◆ Aim of the exercise ◆
Format the lines below, from the one containing "Expected: for each instance of the orange" through the last line, as a JSON list of strings with one string per line, leaving out any blank lines.

◆ Data listing ◆
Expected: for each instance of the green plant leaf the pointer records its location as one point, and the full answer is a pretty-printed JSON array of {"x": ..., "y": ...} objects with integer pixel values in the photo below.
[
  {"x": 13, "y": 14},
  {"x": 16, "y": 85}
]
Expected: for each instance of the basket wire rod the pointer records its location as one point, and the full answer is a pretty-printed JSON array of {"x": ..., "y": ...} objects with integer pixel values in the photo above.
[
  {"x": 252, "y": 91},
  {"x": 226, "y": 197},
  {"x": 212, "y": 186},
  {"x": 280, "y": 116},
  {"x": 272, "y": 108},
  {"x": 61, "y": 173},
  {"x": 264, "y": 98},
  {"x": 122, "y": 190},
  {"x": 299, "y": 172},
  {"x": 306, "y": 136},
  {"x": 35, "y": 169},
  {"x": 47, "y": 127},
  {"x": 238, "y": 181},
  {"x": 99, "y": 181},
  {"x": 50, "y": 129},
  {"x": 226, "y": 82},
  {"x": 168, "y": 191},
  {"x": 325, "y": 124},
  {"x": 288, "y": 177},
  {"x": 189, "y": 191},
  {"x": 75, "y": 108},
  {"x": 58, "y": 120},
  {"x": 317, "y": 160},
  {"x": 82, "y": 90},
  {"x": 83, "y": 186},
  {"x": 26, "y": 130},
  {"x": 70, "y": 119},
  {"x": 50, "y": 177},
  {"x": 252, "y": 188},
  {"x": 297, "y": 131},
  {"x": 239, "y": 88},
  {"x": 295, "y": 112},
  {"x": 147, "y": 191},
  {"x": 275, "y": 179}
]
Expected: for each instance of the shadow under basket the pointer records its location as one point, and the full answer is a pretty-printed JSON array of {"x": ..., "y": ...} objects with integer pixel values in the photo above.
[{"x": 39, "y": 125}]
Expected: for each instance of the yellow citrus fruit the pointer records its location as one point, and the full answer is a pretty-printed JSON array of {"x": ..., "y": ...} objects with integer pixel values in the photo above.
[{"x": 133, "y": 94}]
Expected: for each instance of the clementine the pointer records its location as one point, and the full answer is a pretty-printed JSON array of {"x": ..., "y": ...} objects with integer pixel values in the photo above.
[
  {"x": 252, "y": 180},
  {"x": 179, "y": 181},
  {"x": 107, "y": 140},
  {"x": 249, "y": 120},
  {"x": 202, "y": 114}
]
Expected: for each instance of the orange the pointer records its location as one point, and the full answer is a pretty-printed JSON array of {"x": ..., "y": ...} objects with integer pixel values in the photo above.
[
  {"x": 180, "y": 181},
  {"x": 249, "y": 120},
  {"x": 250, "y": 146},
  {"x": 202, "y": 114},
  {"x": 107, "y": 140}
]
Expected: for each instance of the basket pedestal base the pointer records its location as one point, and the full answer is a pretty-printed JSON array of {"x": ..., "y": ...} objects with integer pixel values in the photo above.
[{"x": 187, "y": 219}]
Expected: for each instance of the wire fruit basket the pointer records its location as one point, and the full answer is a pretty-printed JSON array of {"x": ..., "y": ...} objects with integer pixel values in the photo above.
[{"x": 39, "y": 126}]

◆ Finished task ◆
[
  "Expected: for each instance of the orange the pointer records its location as one point, and the full answer is a pretty-printed JSON array of {\"x\": ..., \"y\": ...} objects with integer pixel values in the photo above.",
  "[",
  "  {\"x\": 180, \"y\": 181},",
  "  {\"x\": 249, \"y\": 120},",
  "  {\"x\": 250, \"y\": 146},",
  "  {\"x\": 202, \"y\": 114},",
  "  {\"x\": 107, \"y\": 140}",
  "]",
  "Expected: for each instance of the basket pedestal base the pointer records its location as one point, and the full answer is a pretty-printed JSON array of {\"x\": ..., \"y\": ...} objects with integer pixel values in the photo above.",
  "[{\"x\": 187, \"y\": 219}]",
  "Expected: for each instance of the wire fruit basket the pointer records its location as one point, and the full answer is a pretty-printed JSON array of {\"x\": ..., \"y\": ...} objects with integer pixel values in the photo above.",
  "[{\"x\": 39, \"y\": 126}]"
]